## ESTRATTO FORNITO
▬▬▬▬▬▬

Tra passione e mercato il capolavoro Farsettiarte Casa d'aste da 58 anni

Tra passione e mercato il capolavoro Farsettiarte Casa d'aste da 58 anni

Ci vuole passione e un certo «pallino», fortuna e visione. Ci vuole amore per l'arte e senso degli affari. Parola di Frediano Farsetti. Nello scorso fine settimana la sua casa d'aste ha venduto un'opera di Andrea Mantegna: un foglio formato cartolina disegnato su ambo i lati, due studi per una «Pietà» dell'artista padovano: opera stimata in catalogo 140mila-220mila euro e aggiudicata a 509.650, dopo essere stata contesa dai migliori collezionisti.
È l'ultimo colpo andato a segno. Ma dal 1955, quando con il fratello Franco ha fondato la Farsettiarte, Frediano Farsetti ha mediato oltre 80mila opere, e di ciascuna conserva schede e immagini in un minuzioso archivio a Prato. In 58 anni di attività, fra le aste e le prestigiose esposizioni in galleria, la Farsettiarte ha attraversato tutte le Italie del Dopoguerra, ed è riconosciuta come la casa più importante del Paese, con le sedi di Prato, Milano e Cortina. E Frediano Farsetti, in una vita dedicata all'arte e al mercato delle opere, ha conosciuto tipi umani di ogni genere: gli artisti, gli appassionati, qualche «banditello» e i collezionisti che in punto di morte decidono di firmare lasciti allo Stato, piuttosto che lasciare i capolavori in eredità a figli con le «mani bucate». Fiorentino, nato «di là d'Arno» in una famiglia normale: «Non eravamo poveri - racconta - ma neanche ricchi. Artigiani, poi imprenditori». Ha cominciato da un corniciaio, garzone di bottega. Fiorentino, è a Prato che ha costruito la sua vita. «Qualcosa di vero c'è in quel che dice Curzio Malaparte. I pratesi sono gente speciale. Sono arrivato nel ‘51. A Firenze c'erano circoli culturali, a Prato facevano le mostre nei bar, sapevano tutti qualcosa di arte. Andavano all'estero. Fossi rimasto a Firenze probabilmente farei ancora cornici». Inizia invece, in un locale di sette metri per tre, metà galleria e metà bottega, a organizzare mostre che fanno scalpore e successo. E Prato, dove oggi ha la sede accanto al museo d'arte contemporanea «Pecci», è stata una scommessa vinta. Anziché cedere alla tentazione di spostare l'attività in città potenzialmente più ricche ha preferito continuare a “giocare in casa” e i risultati non si sono fatti attendere. «A Prato venivano da tutta l'Italia, gli alberghi e i ristoranti cittadini si riempivano, i due giorni d'asta erano diventati un avvenimento». Nel '66, anno dell'alluvione di Firenze, mette su un asta a novembre temendo un fallimento e invece fa centro un' altra volta. «C'erano sì i telefoni - racconta, pensando a ormai 40-50 anni fa – ma, nonostante le difficoltà a muoversi in quei giorni, la sala era piena. Dai primi anni 70 all'hotel Palace a volte arrivavano così tante persone che andavano divise in due sale, nella principale poteva entrare solo chi aveva la prenotazione, nella seconda si poteva seguire l'asta attraverso un monitor e rilanciare tramite un secondo banditore».

▬▬▬▬▬▬

## RIGHE

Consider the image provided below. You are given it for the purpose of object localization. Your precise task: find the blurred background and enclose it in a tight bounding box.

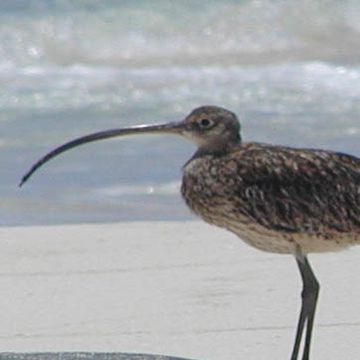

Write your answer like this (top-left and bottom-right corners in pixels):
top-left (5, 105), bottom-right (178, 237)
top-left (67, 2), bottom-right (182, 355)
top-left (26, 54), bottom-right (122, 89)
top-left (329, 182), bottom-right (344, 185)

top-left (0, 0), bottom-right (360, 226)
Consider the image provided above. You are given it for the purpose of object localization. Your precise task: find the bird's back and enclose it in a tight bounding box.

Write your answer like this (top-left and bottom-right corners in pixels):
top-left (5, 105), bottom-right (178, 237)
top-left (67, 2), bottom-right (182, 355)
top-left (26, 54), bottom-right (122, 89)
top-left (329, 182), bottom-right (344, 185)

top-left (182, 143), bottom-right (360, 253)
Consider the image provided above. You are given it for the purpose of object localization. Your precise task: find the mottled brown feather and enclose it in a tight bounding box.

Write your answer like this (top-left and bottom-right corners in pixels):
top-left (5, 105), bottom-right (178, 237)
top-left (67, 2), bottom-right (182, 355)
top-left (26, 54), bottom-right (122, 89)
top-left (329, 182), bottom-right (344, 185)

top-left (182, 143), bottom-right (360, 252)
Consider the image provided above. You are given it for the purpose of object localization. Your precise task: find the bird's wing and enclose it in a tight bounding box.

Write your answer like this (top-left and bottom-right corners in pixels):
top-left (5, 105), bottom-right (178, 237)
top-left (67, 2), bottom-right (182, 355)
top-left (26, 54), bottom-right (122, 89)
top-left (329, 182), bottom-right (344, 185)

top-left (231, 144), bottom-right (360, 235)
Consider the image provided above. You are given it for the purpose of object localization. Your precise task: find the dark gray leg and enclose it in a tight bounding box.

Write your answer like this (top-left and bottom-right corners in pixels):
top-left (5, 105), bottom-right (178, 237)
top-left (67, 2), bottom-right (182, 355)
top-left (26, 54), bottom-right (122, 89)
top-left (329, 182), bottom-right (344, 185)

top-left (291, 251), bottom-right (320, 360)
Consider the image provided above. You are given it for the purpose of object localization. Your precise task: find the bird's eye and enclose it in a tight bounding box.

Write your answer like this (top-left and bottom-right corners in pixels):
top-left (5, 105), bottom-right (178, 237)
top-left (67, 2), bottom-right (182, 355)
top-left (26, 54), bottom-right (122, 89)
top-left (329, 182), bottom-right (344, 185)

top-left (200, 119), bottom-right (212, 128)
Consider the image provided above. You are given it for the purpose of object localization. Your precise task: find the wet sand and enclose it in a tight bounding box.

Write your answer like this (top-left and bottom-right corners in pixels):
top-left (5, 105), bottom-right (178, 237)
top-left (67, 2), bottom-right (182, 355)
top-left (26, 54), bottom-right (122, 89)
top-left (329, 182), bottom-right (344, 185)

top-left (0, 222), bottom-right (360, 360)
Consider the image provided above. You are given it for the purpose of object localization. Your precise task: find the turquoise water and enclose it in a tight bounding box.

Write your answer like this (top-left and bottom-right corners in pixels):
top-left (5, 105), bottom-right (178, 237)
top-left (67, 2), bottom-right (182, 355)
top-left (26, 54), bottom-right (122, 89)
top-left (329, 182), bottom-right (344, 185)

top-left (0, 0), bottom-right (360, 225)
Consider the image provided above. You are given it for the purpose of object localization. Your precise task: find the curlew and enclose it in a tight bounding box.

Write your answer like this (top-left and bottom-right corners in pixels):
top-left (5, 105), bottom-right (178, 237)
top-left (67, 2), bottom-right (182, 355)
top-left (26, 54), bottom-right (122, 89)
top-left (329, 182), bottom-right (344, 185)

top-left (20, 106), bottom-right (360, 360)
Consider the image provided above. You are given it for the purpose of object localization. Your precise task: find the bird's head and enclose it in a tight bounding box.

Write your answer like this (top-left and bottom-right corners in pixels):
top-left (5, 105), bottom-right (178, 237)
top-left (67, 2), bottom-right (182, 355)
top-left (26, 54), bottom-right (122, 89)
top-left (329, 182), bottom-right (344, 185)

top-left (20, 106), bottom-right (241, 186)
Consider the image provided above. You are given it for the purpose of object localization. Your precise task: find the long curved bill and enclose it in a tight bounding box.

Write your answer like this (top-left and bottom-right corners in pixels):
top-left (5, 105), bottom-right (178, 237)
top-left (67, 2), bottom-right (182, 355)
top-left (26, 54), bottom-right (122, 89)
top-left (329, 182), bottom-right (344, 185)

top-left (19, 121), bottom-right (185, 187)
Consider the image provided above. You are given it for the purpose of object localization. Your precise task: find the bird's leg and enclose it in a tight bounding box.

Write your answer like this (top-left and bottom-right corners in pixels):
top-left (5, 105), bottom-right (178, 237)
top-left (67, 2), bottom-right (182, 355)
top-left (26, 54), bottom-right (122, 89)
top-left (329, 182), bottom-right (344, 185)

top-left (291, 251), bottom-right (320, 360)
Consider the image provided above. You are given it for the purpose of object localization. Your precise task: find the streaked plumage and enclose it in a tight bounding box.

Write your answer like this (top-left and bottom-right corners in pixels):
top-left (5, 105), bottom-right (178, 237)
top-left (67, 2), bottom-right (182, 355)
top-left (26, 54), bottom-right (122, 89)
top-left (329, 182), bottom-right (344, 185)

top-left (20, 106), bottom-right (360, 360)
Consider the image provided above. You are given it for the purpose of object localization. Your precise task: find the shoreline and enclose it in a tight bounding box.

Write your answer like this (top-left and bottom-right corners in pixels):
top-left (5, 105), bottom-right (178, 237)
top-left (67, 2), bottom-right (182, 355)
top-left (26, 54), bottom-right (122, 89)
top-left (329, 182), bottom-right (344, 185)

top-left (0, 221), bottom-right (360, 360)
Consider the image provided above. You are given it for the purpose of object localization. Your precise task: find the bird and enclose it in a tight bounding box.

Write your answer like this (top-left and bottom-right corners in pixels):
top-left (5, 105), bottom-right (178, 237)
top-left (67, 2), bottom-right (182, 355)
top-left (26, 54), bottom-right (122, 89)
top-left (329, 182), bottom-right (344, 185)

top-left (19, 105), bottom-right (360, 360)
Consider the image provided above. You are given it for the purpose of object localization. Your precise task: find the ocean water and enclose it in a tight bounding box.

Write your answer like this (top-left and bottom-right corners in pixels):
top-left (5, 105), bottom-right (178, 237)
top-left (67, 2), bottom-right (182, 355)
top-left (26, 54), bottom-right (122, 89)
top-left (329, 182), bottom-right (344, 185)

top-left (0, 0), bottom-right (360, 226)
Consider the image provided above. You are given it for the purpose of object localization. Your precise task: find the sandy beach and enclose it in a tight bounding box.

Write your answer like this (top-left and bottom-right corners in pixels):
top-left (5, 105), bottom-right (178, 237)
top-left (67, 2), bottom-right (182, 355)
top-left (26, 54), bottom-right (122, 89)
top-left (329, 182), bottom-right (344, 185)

▬▬▬▬▬▬

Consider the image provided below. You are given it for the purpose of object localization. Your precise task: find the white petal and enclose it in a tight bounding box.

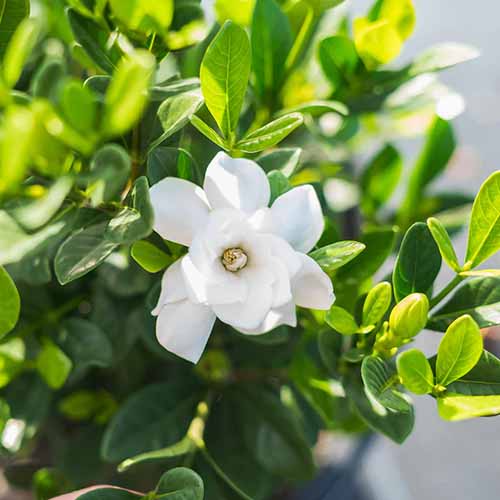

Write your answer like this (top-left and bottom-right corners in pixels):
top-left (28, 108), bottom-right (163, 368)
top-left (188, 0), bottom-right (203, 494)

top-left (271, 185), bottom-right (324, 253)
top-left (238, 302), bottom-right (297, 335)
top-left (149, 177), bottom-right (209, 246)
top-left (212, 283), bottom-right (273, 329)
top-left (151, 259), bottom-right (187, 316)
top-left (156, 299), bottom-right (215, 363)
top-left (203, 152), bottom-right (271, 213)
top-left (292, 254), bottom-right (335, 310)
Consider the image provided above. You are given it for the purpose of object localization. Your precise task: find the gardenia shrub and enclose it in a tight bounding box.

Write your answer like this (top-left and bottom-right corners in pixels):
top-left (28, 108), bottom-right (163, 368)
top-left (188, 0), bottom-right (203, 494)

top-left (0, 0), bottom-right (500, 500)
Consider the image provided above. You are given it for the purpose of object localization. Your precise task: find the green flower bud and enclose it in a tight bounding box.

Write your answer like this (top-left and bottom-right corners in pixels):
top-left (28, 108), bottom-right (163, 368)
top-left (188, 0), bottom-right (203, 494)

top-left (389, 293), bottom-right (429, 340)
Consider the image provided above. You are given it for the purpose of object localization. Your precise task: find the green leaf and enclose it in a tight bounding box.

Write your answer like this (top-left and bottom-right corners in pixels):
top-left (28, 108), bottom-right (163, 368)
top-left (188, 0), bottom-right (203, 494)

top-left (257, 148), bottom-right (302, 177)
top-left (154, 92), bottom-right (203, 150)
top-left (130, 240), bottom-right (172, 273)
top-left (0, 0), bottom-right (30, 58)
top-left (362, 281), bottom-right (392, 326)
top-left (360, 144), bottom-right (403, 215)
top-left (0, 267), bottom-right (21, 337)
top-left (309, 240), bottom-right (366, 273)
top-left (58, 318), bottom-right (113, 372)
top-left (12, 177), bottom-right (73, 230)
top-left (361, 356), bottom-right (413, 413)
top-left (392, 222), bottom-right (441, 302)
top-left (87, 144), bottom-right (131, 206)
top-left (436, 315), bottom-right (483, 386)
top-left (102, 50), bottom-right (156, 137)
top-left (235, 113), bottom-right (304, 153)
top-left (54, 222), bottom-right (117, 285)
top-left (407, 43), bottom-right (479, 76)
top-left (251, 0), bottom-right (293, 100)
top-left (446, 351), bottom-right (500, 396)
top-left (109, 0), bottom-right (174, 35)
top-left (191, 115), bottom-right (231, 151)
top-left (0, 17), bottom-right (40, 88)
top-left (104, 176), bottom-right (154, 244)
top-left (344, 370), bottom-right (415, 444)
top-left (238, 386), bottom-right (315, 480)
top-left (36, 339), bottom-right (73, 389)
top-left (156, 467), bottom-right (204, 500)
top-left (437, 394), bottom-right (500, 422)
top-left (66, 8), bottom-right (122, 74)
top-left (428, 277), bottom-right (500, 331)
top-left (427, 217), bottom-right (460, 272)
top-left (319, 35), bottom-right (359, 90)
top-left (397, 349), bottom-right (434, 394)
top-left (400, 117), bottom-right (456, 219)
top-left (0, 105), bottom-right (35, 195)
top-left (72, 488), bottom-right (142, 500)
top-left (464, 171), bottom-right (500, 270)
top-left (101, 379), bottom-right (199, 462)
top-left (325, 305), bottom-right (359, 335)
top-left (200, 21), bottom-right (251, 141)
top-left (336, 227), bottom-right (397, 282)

▬▬▬▬▬▬

## COMPITO ASSEGNATO A
Stampa il passo del testo su Farsettiarte compreso tra "Ci vuole passione" e "dai migliori collezionisti.", estremi inclusi.
## COMPITO ASSEGNATO B
Secondo il testo su Farsettiarte, in che anno e con chi Frediano Farsetti fondò la Farsettiarte?
## COMPITO ASSEGNATO C
Indica se ciascuna affermazione concorda con il testo su Farsettiarte, rispondendo sì o no e citando le parole decisive del testo:
(i) L'opera di Mantegna è stata aggiudicata a 509.650.
(ii) Frediano Farsetti arrivò a Prato nel 1955.
(iii) L'asta del novembre 1966 si rivelò un fallimento.

## RISULTATO A
Ci vuole passione e un certo «pallino», fortuna e visione. Ci vuole amore per l'arte e senso degli affari. Parola di Frediano Farsetti. Nello scorso fine settimana la sua casa d'aste ha venduto un'opera di Andrea Mantegna: un foglio formato cartolina disegnato su ambo i lati, due studi per una «Pietà» dell'artista padovano: opera stimata in catalogo 140mila-220mila euro e aggiudicata a 509.650, dopo essere stata contesa dai migliori collezionisti.

## RISULTATO B
Nel 1955, con il fratello Franco.

## RISULTATO C
(i) Sì: "aggiudicata a 509.650".
(ii) No: "Sono arrivato nel ‘51."
(iii) No: "temendo un fallimento e invece fa centro un' altra volta".